**BRANO SELEZIONATO:**
Le acque si stanno alzando. La marea sta montando. Gente sfinita, che di alternative non ne ha piú. Gente esasperata, rassegnata. Disposta perfino a manifestare, assieme ai ragazzi. Dopo una vita che si pensava instradata, sicura, di quelle da potere dormire tra due cuscini. Eppure no. Si scende in strada di nuovo, si riempiono le piazze, si scandiscono gli slogan e si alzano gli striscioni come 50 anni fa. Ancora una volta.

Gente che di scelte da fare non ne ha mai nemmeno avute. Gente che si é sentita da sempre ripetere lo stesso ritornello. Accorgersi all’improvviso di non avere piú strofe da cantare quando arriva il tuo turno é dura, davvero dura. Prendi una manciata di quegli occhi azzurri sognatori e li butti nel sacco dei panni sporchi. Da lavare con la tua illusione. Non credere piú a niente, d’ora in poi.

**CONSEGNA SCRITTA A:**
Traduci in inglese questa frase del brano selezionato: "Si scende in strada di nuovo, si riempiono le piazze, si scandiscono gli slogan e si alzano gli striscioni come 50 anni fa."

(Voci del dataset archiviate)

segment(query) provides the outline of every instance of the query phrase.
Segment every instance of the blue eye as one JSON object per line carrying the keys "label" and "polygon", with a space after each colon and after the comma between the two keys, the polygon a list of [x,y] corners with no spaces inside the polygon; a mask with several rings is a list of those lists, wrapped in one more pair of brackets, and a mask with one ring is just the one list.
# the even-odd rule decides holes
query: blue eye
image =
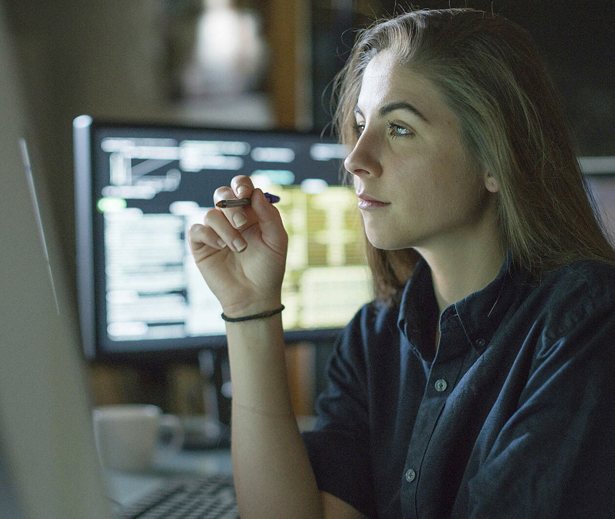
{"label": "blue eye", "polygon": [[414,132],[409,128],[402,126],[400,124],[396,124],[391,121],[387,121],[386,125],[389,130],[389,134],[394,138],[399,139],[402,137],[412,137],[415,135]]}
{"label": "blue eye", "polygon": [[355,135],[357,137],[363,133],[363,130],[365,129],[365,125],[364,123],[355,123],[352,125],[352,130],[354,132]]}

**CONSEGNA SCRITTA B:**
Ricopia senza alcuna modifica tutte le righe del dataset riportate qui sopra, escludendo le immagini.

**SOLUZIONE COMPLETA A:**
People are taking to the streets again, filling the squares, chanting slogans and raising banners as they did 50 years ago.

**SOLUZIONE COMPLETA B:**
segment(query) provides the outline of every instance of the query phrase.
Segment every instance of the blue eye as one JSON object per line carrying the keys "label" and "polygon", with a space after each colon and after the comma between the two keys, the polygon a list of [x,y] corners with no spaces inside the polygon; a mask with several rings is a list of those lists, wrapped in one more pair of brackets, and a mask with one ring is just the one list.
# the even-odd rule decides holes
query: blue eye
image =
{"label": "blue eye", "polygon": [[414,132],[409,128],[402,126],[400,124],[396,124],[391,121],[387,121],[386,125],[389,130],[389,134],[394,138],[399,139],[402,137],[412,137],[415,135]]}
{"label": "blue eye", "polygon": [[355,135],[357,137],[363,133],[363,130],[365,129],[365,125],[364,123],[355,123],[352,125],[352,130],[354,132]]}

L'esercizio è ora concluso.